Your assignment:
From the records below, return every line containing the word "lamp".

Data extracts:
---+---
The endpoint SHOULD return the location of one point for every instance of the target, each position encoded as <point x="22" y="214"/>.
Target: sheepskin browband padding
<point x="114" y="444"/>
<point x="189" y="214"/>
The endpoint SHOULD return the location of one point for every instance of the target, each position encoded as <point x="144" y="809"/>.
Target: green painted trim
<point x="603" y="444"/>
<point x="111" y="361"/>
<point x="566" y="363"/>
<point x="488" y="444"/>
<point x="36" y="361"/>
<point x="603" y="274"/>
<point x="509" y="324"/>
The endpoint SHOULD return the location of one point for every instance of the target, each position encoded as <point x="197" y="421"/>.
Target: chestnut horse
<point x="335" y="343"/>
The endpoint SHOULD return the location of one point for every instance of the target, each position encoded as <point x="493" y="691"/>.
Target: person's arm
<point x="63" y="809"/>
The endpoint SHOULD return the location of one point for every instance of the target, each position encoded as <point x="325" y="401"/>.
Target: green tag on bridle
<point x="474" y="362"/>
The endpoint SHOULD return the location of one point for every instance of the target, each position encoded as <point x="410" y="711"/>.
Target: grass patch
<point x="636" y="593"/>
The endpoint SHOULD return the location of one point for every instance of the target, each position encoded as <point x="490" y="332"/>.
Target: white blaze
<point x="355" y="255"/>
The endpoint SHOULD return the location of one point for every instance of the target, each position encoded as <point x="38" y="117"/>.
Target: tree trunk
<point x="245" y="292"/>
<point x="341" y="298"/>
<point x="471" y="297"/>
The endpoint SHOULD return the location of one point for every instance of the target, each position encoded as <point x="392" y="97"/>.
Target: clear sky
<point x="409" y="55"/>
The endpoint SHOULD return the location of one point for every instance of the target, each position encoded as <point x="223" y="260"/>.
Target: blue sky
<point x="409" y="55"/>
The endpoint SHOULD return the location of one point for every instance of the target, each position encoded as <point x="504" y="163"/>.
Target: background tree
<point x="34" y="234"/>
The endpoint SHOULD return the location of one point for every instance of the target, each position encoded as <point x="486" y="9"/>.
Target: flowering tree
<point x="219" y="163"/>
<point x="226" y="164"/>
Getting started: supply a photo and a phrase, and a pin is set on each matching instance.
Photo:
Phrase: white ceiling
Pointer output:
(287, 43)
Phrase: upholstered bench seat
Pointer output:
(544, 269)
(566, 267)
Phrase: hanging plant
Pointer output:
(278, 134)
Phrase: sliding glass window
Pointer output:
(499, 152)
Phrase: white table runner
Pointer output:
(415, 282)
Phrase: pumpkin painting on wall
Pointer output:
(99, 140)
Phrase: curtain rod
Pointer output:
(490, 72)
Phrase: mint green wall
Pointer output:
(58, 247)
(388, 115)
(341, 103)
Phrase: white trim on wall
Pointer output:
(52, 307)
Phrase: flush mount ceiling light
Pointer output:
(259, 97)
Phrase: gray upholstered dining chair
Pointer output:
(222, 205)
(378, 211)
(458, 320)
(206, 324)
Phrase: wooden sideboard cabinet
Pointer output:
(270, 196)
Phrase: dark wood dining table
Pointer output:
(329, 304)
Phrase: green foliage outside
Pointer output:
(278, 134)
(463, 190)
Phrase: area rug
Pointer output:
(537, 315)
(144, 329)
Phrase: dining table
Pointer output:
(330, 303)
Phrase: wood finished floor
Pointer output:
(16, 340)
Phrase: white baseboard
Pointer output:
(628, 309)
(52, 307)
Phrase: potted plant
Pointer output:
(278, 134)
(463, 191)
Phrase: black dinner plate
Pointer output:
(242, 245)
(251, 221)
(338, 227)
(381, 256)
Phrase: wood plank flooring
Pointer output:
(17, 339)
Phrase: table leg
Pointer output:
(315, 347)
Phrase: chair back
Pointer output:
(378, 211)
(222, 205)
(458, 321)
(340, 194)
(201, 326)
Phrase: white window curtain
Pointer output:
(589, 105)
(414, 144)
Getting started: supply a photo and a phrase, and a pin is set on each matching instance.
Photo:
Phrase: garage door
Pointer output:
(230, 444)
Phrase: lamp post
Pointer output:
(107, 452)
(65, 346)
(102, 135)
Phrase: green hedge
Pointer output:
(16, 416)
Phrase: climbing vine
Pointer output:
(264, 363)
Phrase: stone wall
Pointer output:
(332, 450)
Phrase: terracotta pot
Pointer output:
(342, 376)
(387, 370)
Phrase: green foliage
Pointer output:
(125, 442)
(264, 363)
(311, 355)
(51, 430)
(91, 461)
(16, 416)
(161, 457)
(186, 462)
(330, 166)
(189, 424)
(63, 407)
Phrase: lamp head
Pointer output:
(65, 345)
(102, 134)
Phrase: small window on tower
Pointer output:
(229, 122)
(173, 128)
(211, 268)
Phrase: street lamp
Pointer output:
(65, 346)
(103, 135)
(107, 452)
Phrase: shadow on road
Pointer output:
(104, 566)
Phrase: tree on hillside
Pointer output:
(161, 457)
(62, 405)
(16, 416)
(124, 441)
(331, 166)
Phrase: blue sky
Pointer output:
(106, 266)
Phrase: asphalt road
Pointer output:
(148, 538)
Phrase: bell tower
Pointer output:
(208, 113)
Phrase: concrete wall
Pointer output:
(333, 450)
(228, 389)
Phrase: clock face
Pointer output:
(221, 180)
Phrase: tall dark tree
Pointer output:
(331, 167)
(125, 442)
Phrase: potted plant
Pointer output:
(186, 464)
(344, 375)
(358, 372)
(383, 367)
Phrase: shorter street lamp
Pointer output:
---+---
Problem solution:
Phrase: lamp post
Phrase: lamp head
Phrase: street lamp
Phrase: shorter street lamp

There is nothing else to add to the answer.